# Exercise
Scan the lines below for the string "windshield". Reply with how many match, and no other words.
══════════════════════════════
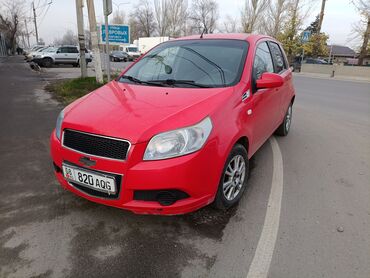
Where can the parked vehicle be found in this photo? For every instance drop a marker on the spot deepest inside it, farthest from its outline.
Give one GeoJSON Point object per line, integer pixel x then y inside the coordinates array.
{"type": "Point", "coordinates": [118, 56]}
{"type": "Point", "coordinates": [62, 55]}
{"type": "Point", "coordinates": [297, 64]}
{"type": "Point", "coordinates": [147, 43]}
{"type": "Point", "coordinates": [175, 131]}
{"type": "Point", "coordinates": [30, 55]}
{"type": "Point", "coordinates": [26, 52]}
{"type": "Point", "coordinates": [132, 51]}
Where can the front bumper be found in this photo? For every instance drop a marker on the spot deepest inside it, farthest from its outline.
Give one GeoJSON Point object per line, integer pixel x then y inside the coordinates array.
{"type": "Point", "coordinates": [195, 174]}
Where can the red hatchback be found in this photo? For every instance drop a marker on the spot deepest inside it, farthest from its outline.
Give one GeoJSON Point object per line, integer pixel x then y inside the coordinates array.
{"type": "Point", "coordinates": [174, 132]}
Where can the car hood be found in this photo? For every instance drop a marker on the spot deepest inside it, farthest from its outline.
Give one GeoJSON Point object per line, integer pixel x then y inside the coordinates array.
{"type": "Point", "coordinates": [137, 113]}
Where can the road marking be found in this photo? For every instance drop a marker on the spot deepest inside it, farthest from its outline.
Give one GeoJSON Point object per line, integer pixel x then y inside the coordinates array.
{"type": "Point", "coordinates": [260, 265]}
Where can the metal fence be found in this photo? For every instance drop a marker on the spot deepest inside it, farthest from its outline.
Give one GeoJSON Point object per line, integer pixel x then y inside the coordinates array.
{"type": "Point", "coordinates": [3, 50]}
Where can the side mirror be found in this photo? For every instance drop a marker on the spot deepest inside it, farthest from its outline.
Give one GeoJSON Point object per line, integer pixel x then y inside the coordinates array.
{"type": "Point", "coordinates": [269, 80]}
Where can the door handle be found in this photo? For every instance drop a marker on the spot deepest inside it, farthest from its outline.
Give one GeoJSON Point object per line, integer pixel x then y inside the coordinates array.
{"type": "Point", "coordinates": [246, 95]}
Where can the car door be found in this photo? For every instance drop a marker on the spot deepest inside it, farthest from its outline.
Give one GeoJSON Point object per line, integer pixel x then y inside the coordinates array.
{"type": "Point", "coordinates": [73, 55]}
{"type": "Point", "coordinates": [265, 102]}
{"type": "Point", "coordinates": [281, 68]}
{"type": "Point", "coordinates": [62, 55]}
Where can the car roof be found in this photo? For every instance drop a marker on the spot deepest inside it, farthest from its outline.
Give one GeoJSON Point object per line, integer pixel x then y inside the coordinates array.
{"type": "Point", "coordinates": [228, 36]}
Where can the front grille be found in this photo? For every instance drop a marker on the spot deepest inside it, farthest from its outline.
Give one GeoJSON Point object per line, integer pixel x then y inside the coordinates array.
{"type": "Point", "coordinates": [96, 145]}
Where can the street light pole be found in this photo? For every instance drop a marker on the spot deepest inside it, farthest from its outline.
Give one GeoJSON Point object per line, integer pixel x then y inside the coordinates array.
══════════════════════════════
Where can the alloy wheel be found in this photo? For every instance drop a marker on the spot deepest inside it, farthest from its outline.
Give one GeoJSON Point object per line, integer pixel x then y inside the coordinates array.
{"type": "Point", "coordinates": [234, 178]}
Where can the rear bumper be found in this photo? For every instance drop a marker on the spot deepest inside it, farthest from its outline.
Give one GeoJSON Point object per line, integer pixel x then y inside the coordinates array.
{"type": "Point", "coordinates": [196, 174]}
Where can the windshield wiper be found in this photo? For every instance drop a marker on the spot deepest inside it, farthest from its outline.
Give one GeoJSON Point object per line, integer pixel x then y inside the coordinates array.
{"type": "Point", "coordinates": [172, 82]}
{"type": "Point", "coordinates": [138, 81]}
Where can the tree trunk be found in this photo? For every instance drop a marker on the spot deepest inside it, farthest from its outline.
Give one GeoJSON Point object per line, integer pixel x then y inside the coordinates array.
══════════════════════════════
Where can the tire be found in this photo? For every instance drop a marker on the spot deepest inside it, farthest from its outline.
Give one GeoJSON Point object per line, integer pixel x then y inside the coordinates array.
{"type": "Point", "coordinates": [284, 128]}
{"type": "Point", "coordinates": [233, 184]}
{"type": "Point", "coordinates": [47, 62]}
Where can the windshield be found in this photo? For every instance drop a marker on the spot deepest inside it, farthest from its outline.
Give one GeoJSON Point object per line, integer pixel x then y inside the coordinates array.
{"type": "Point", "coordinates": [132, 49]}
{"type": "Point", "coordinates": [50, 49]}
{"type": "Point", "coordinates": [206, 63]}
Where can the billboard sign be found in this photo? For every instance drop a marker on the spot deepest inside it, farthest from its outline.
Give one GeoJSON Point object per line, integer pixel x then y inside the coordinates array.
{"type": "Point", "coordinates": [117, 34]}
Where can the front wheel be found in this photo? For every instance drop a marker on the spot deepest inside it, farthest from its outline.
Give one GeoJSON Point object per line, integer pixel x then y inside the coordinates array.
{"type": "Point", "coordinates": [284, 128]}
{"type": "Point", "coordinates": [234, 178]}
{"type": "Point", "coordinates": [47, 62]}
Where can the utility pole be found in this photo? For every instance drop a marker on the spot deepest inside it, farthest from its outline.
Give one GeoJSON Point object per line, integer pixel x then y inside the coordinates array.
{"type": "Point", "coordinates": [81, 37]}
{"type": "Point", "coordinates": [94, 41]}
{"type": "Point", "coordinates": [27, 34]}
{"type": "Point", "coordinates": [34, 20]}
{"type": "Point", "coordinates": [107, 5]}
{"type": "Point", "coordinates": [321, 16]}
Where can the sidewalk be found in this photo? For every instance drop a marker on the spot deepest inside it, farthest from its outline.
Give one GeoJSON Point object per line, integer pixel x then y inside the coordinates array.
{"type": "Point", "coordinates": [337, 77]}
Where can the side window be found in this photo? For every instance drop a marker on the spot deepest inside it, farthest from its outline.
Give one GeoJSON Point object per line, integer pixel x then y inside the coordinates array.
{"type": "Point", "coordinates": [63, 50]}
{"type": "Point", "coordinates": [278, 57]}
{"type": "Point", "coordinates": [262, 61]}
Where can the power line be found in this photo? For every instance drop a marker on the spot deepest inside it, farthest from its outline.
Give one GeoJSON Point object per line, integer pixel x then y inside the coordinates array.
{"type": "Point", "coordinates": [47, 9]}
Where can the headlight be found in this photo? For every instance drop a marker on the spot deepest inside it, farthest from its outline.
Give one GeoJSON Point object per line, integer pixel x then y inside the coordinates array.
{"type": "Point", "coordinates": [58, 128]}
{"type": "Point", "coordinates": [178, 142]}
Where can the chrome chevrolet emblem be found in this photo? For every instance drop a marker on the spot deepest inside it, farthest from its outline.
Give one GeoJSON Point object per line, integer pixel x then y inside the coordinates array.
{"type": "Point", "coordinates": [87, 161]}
══════════════════════════════
# Answer to the exercise
2